Items from a data source ::
○ ○ ○ ○
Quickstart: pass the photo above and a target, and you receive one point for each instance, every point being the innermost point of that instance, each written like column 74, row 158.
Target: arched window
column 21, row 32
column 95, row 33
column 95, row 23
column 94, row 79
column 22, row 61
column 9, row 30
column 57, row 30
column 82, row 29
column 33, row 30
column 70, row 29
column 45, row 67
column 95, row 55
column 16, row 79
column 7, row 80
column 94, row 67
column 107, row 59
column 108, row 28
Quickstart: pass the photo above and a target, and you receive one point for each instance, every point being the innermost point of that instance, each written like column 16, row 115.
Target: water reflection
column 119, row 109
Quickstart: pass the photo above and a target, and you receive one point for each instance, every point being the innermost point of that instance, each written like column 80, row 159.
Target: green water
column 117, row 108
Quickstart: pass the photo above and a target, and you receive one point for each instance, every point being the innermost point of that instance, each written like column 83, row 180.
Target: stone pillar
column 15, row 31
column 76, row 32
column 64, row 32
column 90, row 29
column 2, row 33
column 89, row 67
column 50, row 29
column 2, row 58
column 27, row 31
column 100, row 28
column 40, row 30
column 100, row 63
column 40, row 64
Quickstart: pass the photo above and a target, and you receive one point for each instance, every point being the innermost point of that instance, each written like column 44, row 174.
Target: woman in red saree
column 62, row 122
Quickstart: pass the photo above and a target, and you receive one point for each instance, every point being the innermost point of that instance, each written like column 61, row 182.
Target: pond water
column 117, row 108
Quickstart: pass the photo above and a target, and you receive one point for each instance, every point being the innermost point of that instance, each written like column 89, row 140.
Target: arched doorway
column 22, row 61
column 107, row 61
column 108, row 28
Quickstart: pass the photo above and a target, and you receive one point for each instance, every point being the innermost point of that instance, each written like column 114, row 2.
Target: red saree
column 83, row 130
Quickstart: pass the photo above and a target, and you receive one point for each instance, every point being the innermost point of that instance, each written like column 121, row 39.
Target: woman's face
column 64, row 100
○ ○ ○ ○
REQUIREMENT ::
Please reproduce each entry above exactly as it reads.

ANSWER TO THIS PROBLEM ::
Quickstart: pass the photo above and a target, and you receive one point for each instance, every point being the innermost point of that instance, each written like column 74, row 158.
Target: arched window
column 21, row 32
column 95, row 33
column 95, row 23
column 94, row 79
column 22, row 61
column 9, row 30
column 57, row 30
column 82, row 29
column 33, row 30
column 70, row 29
column 45, row 67
column 95, row 55
column 16, row 79
column 7, row 80
column 94, row 67
column 107, row 59
column 108, row 28
Quickstart: pass the photo above and a target, and you receive one point for each instance, every point being the innermost point of that instance, each written like column 16, row 115.
Target: water reflection
column 119, row 109
Quickstart: pass the photo above and a target, and you receive one point for each instance, every point being the innermost point of that instance, each written like column 80, row 159.
Target: green water
column 117, row 108
Quickstart: pass the photo above and a target, and you receive one point for each instance, every point being the innermost point of that instance, each written like column 83, row 180.
Target: stone pillar
column 15, row 31
column 76, row 32
column 64, row 32
column 90, row 29
column 2, row 33
column 89, row 67
column 50, row 29
column 2, row 58
column 27, row 31
column 100, row 28
column 40, row 30
column 100, row 63
column 40, row 64
Quickstart: pass the photo above and a target, and you receive one point for each instance, every point being the innermost point of that instance, each written like column 44, row 174.
Target: woman in red saree
column 62, row 122
Quickstart: pass the photo above and a target, and you receive one point for each instance, every point being the innermost point of that instance, each written like column 61, row 182.
Target: pond water
column 117, row 108
Quickstart: pass the photo above and a target, and you receive one point for each instance, every point being the innermost point of that instance, each written like column 89, row 140.
Target: arched doorway
column 22, row 61
column 107, row 61
column 108, row 28
Quickstart: pass the photo above and a target, and you receive one point for each instance, every point being the innermost point of that instance, each written like column 114, row 2.
Target: red saree
column 83, row 130
Quickstart: pass the photo above and a target, and you receive one point for each instance, every point being the innermost point of that instance, each written like column 121, row 39.
Target: woman's face
column 64, row 100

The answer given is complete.